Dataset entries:
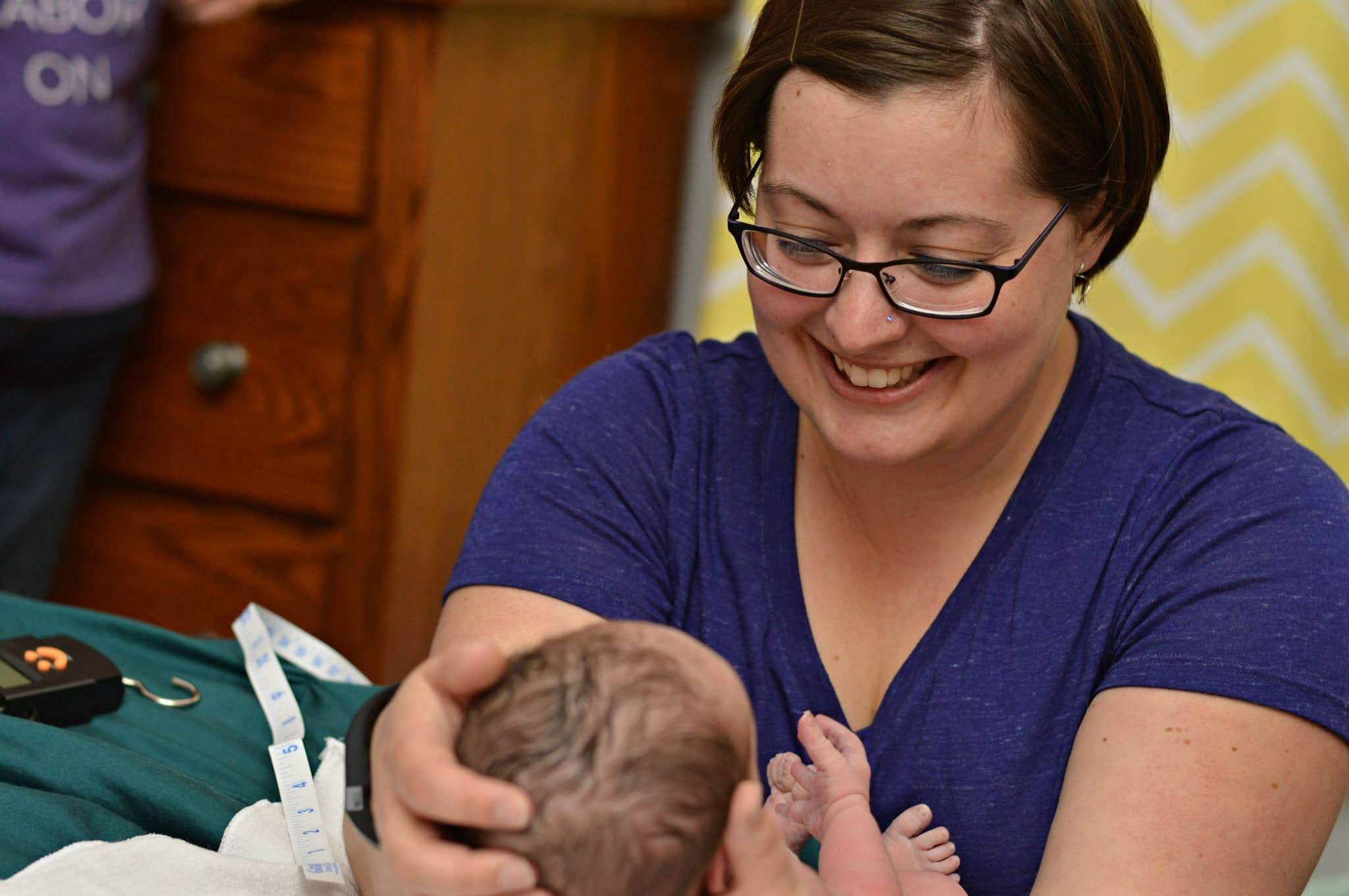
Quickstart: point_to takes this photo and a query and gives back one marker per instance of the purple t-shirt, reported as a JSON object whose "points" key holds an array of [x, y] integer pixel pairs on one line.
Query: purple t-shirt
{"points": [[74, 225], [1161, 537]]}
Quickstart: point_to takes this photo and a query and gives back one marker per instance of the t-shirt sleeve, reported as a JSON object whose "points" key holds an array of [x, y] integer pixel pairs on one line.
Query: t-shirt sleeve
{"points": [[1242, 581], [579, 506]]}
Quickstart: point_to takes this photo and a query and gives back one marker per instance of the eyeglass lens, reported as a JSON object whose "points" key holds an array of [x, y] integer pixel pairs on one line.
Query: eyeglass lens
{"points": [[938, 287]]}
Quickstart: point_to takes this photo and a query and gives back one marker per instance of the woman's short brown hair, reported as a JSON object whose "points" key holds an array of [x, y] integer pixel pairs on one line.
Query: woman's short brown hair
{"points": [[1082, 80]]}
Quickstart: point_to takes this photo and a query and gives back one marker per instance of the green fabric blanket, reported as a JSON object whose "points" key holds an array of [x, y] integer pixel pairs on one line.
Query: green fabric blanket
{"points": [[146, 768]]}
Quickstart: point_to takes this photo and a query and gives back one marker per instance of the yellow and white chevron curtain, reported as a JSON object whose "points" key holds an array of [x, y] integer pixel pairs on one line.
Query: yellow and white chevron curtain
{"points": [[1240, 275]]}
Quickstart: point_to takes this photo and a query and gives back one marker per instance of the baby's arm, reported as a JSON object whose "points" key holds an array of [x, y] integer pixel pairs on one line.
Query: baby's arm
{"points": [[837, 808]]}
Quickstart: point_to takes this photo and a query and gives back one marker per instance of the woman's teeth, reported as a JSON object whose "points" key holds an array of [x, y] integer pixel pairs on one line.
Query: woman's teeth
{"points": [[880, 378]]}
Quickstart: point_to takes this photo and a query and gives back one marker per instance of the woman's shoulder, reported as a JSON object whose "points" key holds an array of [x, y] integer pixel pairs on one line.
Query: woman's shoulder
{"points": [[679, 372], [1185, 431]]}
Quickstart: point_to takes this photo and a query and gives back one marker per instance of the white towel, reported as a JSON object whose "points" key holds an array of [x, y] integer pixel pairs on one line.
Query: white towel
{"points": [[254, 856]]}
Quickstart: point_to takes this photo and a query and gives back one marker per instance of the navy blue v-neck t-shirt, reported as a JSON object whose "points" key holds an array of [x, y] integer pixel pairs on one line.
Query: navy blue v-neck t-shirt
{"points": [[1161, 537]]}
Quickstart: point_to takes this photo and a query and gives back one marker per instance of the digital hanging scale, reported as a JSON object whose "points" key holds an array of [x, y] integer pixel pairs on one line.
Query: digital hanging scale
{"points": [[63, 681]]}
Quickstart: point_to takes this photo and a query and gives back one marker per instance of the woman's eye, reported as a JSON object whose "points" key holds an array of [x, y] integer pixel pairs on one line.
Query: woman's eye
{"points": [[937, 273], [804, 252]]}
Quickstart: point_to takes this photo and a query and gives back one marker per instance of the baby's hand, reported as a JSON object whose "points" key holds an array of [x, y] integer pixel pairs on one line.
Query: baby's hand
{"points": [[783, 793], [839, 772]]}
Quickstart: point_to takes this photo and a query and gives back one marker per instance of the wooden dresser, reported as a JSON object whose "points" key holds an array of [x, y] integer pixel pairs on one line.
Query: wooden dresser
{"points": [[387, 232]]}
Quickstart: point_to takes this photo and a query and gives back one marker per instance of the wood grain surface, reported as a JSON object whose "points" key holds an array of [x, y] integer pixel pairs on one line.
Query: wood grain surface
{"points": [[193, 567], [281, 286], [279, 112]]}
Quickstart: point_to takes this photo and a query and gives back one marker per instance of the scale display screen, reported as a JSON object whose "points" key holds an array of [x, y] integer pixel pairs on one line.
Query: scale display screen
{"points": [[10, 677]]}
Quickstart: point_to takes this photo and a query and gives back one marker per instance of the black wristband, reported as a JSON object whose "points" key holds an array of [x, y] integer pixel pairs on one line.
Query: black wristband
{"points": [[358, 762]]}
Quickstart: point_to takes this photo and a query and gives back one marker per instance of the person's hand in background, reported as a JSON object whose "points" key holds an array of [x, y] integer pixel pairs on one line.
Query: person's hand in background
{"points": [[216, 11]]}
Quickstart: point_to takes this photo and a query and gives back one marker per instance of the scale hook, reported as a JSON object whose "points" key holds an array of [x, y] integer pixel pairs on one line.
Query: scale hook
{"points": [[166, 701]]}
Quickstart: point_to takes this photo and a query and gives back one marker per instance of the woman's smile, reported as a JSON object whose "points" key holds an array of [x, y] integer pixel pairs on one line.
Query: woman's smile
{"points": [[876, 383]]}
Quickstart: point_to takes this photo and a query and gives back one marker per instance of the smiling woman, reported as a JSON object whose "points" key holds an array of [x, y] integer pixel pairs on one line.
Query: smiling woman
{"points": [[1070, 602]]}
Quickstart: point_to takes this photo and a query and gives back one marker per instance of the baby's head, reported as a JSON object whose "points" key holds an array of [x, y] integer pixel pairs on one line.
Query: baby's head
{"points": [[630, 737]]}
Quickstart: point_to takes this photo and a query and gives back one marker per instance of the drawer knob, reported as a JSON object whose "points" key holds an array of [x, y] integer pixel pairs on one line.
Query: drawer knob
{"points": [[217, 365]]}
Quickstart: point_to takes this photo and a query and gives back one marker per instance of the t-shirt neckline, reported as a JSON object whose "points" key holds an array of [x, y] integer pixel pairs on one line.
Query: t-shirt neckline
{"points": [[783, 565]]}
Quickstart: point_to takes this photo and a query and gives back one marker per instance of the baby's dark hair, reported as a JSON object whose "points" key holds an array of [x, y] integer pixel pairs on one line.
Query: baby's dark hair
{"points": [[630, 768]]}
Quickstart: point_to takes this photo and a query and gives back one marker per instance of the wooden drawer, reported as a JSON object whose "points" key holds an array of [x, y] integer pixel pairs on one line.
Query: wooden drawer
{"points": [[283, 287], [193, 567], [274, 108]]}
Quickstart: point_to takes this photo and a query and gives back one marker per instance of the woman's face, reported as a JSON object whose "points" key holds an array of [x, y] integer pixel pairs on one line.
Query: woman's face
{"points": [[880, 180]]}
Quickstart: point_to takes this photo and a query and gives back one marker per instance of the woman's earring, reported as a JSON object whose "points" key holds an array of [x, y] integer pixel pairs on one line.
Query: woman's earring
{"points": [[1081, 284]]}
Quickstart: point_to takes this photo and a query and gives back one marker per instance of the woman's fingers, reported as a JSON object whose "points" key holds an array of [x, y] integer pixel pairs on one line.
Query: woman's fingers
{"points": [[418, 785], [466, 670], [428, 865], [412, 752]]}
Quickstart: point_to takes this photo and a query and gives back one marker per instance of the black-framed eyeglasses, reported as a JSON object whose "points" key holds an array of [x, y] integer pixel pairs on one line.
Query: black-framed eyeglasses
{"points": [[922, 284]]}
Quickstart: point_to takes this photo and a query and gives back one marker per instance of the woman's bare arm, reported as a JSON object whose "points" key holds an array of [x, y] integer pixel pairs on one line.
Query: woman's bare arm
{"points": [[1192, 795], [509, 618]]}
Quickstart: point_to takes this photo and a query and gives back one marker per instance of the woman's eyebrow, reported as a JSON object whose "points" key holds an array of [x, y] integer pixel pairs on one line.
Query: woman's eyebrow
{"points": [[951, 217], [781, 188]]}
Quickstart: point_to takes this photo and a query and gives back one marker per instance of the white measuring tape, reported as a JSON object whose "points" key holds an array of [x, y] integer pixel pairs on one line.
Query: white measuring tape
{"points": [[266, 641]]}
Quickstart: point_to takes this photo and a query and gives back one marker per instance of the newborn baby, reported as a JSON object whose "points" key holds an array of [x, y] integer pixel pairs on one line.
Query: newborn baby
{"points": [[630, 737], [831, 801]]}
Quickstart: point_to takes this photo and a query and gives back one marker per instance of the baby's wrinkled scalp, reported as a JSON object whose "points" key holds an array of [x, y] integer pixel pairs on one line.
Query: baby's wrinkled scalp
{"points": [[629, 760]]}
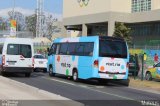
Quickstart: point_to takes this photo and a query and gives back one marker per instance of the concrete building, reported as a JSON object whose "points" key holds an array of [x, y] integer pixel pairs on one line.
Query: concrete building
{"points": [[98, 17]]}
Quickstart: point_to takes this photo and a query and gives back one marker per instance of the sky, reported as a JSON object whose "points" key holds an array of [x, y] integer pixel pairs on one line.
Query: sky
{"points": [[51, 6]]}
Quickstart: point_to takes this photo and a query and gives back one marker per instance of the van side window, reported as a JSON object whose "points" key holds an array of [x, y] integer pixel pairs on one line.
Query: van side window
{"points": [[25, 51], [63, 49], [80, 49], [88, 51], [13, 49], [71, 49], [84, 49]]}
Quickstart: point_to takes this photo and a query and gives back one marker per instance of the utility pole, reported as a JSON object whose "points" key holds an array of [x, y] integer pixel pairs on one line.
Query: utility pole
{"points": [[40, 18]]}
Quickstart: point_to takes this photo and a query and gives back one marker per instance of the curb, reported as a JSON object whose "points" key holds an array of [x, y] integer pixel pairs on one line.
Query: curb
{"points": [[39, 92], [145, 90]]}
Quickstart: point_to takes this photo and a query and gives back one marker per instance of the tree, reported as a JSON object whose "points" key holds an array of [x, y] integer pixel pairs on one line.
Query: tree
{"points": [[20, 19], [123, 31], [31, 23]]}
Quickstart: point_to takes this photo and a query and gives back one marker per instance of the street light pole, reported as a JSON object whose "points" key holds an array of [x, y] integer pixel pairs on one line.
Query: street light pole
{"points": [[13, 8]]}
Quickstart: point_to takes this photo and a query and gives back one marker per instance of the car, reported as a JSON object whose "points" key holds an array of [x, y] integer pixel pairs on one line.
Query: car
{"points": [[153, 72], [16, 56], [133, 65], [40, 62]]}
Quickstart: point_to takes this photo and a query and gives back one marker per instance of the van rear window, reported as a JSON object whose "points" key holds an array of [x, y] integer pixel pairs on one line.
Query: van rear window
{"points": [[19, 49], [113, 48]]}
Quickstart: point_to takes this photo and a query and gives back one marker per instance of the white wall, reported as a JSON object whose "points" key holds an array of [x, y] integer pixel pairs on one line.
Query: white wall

» **SET PROBLEM**: From the line containing "the van side" down to the last line, reproduce the records exactly. Include both ends.

» **ANSWER TO THIS PROBLEM**:
Quickstart: point_to takes this photo and a query and gives back one marker per instance of the van side window, reported as a JSON object whose "points" key holds an array of [x, y] integer pixel pairs on one line.
Query: van side window
{"points": [[25, 51], [63, 49], [80, 49], [88, 51], [13, 49], [71, 49], [84, 49]]}
Quickstart: point_to takes this photo and a query and gives back one marker per instance of the utility pole, reported as a JSON object whose "points" key holds an array of [x, y] integer pixel pairs on one line.
Query: utility pole
{"points": [[40, 18]]}
Quickstart: point_to takes this photo and a query and gives back one marker per instance of the curb, reported as a JSON object whose "points" key holds an array of [x, y] integer pixel pairs on one line.
Query: curb
{"points": [[39, 92], [145, 90]]}
Quickstart: point_to takes this photo and a query and gives back one marker per instance of the tree, reported as a JSON object whose "points" key holds an array of [x, y] integer pixel pairs on one line.
Query: tree
{"points": [[20, 19], [123, 31], [31, 23]]}
Quickstart: point_to takes this photo and a query and gives back one marker per instance of the street light pole, reported as a JSON object whose "points" key holds an array of [x, y] integer pixel pairs on one line.
Query: street light pole
{"points": [[13, 8]]}
Quickstart: point_to takes this photo and a query and gives back one marker per instance of the car, reported as a JSON object whose "points" key holds an array of [x, y] integer pixel pairs on one line.
Query: car
{"points": [[153, 72], [16, 56], [133, 65], [40, 62]]}
Quickstart: point_to takes this photo and a query and gives back one marker per instance of the van rear window, reported as a JSON object whose "points" key holds an array of [x, y] integer pixel pairs on one line.
Query: van rear window
{"points": [[19, 49], [113, 48]]}
Quickstart: point_to takes this photo and a query and gives back one marker per instance of the white wall, reported as a JSON object whose "points" key holds an array of [x, y] integer pixel pairs on one line.
Query: white wall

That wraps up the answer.